• _What you need to do_
Scale the entries from the line with "Please examine this image carefully and locate the satellite" up to and including the line with "[0, 0, 951, 310]", repeating every line in that span. Multiply each coordinate in the bracketed answers by 1.15 and round it to a whole number, with halves rounded up, leaving all other lines unchanged.

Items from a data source
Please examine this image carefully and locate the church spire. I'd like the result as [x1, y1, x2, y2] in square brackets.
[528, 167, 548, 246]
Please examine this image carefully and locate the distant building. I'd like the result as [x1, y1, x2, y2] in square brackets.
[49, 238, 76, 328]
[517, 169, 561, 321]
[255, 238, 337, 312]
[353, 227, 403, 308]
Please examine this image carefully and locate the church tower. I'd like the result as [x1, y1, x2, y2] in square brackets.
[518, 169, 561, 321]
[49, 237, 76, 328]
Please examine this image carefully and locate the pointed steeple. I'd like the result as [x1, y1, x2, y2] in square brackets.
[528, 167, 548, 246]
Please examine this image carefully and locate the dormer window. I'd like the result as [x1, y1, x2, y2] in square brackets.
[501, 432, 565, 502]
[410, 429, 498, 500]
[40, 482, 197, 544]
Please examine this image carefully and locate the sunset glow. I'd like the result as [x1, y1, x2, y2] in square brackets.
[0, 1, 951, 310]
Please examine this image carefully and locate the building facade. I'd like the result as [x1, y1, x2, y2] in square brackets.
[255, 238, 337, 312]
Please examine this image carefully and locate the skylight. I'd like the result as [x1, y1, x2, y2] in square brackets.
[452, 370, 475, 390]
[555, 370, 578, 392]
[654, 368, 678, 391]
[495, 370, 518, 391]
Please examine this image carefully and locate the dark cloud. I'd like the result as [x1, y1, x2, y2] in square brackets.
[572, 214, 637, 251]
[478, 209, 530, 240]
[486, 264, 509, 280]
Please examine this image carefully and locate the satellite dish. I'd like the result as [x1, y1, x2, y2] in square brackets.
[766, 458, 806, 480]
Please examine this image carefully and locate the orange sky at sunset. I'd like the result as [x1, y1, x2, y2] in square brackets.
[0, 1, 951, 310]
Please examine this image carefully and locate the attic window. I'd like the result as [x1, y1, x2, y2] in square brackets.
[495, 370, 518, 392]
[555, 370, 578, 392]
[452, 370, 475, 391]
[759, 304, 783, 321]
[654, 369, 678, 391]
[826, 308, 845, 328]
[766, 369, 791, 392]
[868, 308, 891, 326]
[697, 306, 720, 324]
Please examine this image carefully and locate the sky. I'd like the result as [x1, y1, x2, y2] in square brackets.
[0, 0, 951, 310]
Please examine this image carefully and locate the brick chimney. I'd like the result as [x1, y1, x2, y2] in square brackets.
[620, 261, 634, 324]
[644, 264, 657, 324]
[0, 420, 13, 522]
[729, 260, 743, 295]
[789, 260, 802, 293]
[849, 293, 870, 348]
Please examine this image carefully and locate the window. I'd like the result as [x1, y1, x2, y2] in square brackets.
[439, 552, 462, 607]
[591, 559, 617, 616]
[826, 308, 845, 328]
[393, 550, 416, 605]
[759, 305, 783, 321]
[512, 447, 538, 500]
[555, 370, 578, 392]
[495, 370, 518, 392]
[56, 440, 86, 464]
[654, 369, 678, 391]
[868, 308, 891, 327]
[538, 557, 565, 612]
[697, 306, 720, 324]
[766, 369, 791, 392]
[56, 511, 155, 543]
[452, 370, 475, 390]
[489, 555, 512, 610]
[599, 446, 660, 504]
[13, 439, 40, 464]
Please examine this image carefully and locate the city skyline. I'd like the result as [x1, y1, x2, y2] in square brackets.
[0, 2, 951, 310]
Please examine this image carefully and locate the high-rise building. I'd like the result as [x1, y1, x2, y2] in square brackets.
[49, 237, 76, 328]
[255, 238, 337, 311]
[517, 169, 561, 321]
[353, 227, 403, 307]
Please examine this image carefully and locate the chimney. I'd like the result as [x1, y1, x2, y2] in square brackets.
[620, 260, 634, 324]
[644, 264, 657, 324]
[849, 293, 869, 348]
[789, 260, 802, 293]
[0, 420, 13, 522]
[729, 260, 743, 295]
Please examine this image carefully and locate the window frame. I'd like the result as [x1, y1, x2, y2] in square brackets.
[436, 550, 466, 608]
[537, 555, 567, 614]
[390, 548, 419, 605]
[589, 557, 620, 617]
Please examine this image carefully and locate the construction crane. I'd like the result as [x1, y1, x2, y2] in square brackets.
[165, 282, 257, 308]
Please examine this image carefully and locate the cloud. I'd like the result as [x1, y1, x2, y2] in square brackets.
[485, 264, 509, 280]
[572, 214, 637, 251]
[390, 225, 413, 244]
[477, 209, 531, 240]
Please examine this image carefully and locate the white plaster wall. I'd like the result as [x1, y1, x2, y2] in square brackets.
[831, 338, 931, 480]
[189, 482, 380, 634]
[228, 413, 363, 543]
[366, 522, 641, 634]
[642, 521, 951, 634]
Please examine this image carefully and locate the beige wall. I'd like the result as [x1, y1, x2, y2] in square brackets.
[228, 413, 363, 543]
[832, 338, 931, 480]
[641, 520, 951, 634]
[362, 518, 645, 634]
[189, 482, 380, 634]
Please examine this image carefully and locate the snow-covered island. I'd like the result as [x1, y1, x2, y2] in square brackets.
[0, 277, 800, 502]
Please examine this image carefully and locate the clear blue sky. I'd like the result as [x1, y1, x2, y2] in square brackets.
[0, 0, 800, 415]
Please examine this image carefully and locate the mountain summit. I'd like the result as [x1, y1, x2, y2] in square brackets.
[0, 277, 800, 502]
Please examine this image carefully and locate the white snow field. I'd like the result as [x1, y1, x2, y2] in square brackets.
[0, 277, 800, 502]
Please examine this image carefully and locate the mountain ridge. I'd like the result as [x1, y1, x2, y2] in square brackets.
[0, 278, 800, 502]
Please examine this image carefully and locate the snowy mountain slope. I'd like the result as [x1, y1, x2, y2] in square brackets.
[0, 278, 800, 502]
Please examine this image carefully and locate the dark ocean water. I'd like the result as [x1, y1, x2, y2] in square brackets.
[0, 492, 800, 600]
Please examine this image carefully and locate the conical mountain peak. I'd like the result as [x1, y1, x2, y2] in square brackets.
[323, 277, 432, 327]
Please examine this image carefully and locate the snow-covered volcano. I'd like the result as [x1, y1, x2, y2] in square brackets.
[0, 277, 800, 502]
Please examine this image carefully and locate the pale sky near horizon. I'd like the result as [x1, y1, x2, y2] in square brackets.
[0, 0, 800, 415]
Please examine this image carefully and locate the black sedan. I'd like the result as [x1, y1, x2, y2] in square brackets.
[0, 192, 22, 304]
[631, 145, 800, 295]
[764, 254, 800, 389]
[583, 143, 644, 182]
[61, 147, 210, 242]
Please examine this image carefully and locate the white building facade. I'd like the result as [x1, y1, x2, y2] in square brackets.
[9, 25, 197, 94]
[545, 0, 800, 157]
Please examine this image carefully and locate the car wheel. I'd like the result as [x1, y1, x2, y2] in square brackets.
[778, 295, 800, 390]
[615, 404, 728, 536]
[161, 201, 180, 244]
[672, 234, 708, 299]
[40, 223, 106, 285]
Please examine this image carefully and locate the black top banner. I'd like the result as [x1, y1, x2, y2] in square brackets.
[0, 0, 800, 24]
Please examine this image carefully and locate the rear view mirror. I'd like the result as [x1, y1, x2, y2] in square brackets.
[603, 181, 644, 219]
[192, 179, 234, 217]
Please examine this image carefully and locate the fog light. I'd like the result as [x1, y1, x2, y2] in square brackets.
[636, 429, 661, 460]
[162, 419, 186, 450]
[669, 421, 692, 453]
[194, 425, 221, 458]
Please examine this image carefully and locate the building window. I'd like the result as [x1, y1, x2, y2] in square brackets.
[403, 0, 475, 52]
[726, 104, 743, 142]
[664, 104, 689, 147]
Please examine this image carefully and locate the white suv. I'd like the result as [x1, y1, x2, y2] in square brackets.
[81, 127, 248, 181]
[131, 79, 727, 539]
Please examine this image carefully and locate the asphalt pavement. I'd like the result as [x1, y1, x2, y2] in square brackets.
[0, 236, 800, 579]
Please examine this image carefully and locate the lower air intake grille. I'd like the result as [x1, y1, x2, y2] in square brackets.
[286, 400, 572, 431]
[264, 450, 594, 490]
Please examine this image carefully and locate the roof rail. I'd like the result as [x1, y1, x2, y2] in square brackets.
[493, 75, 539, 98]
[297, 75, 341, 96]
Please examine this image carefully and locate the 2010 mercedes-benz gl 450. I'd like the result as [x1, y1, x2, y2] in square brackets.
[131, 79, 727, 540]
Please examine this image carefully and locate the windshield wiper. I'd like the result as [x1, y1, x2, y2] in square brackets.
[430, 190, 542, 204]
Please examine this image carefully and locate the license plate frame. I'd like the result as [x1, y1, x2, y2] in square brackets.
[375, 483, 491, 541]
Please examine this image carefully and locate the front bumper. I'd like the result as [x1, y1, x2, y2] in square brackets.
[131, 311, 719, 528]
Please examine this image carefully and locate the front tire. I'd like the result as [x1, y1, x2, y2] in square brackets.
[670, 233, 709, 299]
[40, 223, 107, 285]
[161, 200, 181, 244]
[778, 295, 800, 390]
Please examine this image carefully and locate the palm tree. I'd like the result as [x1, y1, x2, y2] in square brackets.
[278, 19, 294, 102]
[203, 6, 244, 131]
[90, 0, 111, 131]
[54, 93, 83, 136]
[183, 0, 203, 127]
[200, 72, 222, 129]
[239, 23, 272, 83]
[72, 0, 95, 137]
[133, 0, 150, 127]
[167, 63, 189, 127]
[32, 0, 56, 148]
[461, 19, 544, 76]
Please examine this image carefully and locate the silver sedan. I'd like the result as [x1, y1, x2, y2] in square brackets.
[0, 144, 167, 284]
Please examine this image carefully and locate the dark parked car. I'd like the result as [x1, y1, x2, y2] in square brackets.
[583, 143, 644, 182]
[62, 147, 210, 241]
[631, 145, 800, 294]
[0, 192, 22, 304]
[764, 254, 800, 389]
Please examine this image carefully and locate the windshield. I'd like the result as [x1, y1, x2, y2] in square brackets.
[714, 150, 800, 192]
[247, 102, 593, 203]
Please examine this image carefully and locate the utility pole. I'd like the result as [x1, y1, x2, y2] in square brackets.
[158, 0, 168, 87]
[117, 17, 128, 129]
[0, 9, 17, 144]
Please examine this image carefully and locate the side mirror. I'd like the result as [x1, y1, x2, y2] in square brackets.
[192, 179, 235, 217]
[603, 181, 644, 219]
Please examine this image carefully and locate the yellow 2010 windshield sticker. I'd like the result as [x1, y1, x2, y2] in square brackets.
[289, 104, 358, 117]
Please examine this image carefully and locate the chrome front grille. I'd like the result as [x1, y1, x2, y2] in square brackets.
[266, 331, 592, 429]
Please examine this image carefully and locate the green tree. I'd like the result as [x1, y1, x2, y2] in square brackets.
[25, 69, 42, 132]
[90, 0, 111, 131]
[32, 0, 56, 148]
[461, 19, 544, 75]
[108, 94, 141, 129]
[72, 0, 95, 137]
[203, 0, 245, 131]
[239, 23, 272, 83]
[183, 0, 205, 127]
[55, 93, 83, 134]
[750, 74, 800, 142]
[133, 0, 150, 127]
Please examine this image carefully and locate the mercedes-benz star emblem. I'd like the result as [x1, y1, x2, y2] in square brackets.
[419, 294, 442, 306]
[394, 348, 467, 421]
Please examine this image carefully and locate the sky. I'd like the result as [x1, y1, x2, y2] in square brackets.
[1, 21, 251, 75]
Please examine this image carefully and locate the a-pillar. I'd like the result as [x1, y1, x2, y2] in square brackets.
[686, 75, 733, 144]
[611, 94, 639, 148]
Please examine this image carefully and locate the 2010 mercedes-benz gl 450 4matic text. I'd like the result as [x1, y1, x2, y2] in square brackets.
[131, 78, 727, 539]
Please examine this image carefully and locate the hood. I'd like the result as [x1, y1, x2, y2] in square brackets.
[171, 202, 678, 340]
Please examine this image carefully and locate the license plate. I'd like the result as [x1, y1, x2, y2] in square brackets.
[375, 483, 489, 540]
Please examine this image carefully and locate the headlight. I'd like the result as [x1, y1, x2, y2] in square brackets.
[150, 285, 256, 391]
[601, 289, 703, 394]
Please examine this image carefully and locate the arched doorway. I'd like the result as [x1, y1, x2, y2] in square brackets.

• _Result for this task_
Please examine this image carefully and locate the satellite dish. I'd like the result as [x1, y1, x2, y2] in square brackets.
[881, 527, 927, 552]
Please examine this image carefully and locate the orange sky at sunset. I'd like the result as [x1, y1, x2, y2] in square brackets.
[0, 1, 1094, 357]
Please examine this image carefully and locate the attic window. I'd like the result as [x1, y1, x2, y2] in square brackets.
[569, 426, 596, 451]
[638, 426, 665, 451]
[520, 426, 546, 450]
[873, 350, 900, 369]
[752, 424, 780, 450]
[950, 354, 972, 377]
[881, 424, 910, 451]
[998, 354, 1025, 375]
[802, 352, 828, 373]
Please examine this image carefully and locate the sky. I'd like the result as [x1, y1, x2, y2] in square brackets.
[0, 0, 1094, 357]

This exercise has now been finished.